Can you gather every line in the listing below that contains the string "path" and copy each one in full?

Outline entries for labeled areas:
━━━━━━

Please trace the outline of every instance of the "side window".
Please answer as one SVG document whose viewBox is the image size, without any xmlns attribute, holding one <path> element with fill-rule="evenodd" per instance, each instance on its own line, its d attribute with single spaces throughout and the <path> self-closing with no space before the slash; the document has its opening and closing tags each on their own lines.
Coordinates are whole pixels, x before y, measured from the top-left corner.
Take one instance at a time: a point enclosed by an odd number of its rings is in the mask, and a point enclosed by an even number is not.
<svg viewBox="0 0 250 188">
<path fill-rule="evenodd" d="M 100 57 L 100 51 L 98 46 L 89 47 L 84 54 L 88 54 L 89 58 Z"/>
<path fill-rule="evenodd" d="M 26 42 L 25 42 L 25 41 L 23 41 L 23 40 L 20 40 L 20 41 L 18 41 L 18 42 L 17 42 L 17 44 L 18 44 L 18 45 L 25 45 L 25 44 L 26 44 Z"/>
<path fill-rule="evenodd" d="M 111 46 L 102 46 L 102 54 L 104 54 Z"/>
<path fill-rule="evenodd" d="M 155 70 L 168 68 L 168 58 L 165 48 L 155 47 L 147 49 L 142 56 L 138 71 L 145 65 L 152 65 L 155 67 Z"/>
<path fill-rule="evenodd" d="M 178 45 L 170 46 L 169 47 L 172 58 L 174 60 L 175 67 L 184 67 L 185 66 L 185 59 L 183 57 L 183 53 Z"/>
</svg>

━━━━━━

→ Exercise output
Please answer as one SVG document whose viewBox is the image size, without any xmlns attribute, holding one <path> element with fill-rule="evenodd" per instance, each instance on its own line, its d attribute with single spaces throughout and the <path> self-closing with no space before the slash; the document has its opening and closing tags each on their own lines.
<path fill-rule="evenodd" d="M 100 57 L 100 51 L 98 46 L 89 47 L 84 54 L 88 54 L 89 58 Z"/>
<path fill-rule="evenodd" d="M 26 42 L 25 42 L 25 41 L 23 41 L 23 40 L 20 40 L 20 41 L 18 41 L 18 42 L 17 42 L 17 44 L 18 44 L 18 45 L 25 45 L 25 44 L 26 44 Z"/>
<path fill-rule="evenodd" d="M 111 46 L 102 46 L 102 54 L 104 54 Z"/>
<path fill-rule="evenodd" d="M 155 70 L 168 68 L 168 58 L 165 48 L 155 47 L 147 49 L 142 56 L 138 71 L 145 65 L 152 65 L 155 67 Z"/>
<path fill-rule="evenodd" d="M 178 45 L 170 46 L 169 47 L 172 58 L 174 60 L 175 67 L 184 67 L 185 66 L 185 59 L 183 57 L 183 53 Z"/>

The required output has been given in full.